-- GIVEN ENTRIES start --

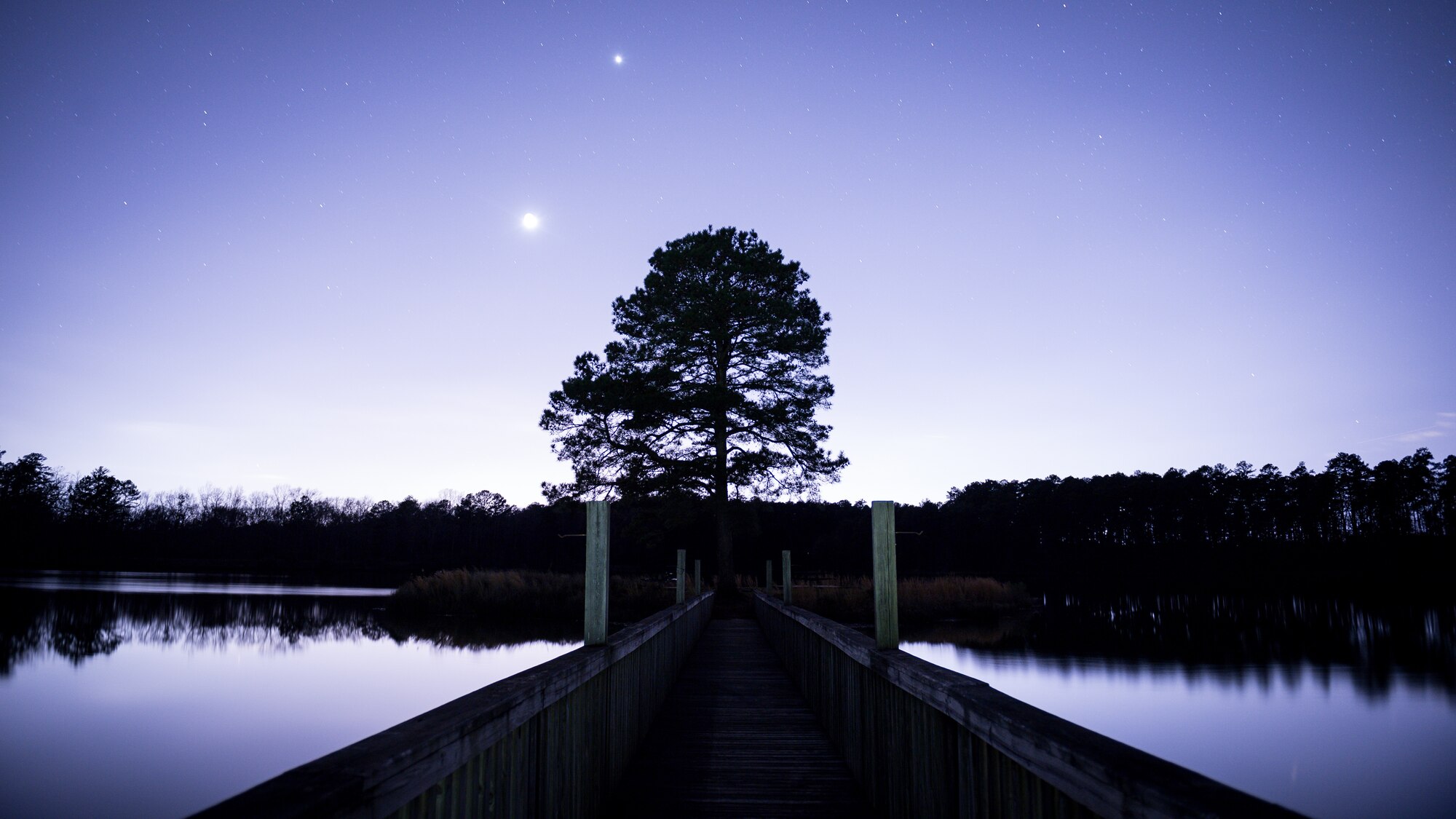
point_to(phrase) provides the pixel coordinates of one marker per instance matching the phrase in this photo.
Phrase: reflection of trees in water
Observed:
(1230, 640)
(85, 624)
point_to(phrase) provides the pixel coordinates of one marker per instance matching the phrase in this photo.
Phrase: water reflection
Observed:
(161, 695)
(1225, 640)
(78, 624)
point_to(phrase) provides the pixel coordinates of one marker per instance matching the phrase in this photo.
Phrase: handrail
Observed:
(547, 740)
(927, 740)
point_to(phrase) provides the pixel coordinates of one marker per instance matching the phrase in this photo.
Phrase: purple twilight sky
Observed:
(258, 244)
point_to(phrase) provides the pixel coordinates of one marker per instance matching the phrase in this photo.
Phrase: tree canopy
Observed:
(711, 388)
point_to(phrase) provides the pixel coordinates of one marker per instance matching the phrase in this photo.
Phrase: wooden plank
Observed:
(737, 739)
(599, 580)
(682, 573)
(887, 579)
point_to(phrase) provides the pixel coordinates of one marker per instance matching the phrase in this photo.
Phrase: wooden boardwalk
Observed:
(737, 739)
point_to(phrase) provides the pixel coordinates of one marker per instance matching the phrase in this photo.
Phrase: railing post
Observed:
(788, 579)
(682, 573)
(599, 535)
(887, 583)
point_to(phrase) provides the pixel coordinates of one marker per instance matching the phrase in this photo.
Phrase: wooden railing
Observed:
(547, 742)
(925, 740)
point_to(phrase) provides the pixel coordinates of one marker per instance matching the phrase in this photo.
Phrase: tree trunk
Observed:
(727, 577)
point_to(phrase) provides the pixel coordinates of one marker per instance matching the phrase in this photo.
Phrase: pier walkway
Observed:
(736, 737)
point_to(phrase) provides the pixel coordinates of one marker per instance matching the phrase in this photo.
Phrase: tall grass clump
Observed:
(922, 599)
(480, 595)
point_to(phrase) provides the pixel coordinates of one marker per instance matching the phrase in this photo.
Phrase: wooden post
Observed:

-- GIVEN ENTRIES end --
-- GIVEN ENTRIES start --

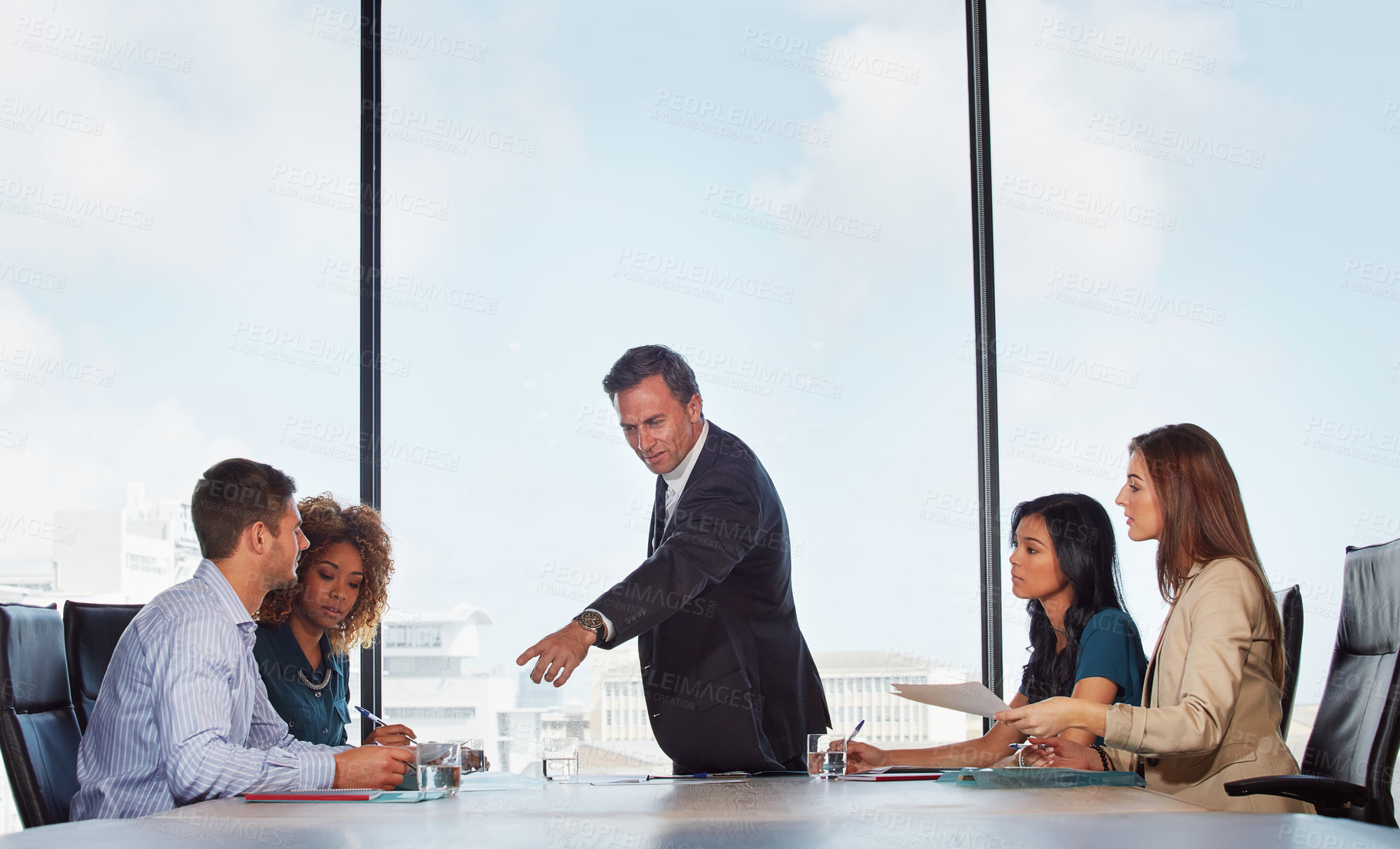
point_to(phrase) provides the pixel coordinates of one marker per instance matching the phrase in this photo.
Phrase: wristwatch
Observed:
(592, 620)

-- GIVEN ENTRIES end --

Can you gather and copy out every line above that contains the word "reflection"?

*RESPONSE TO THE EXERCISE:*
Phrase: reflection of trees in water
Phrase: water reflection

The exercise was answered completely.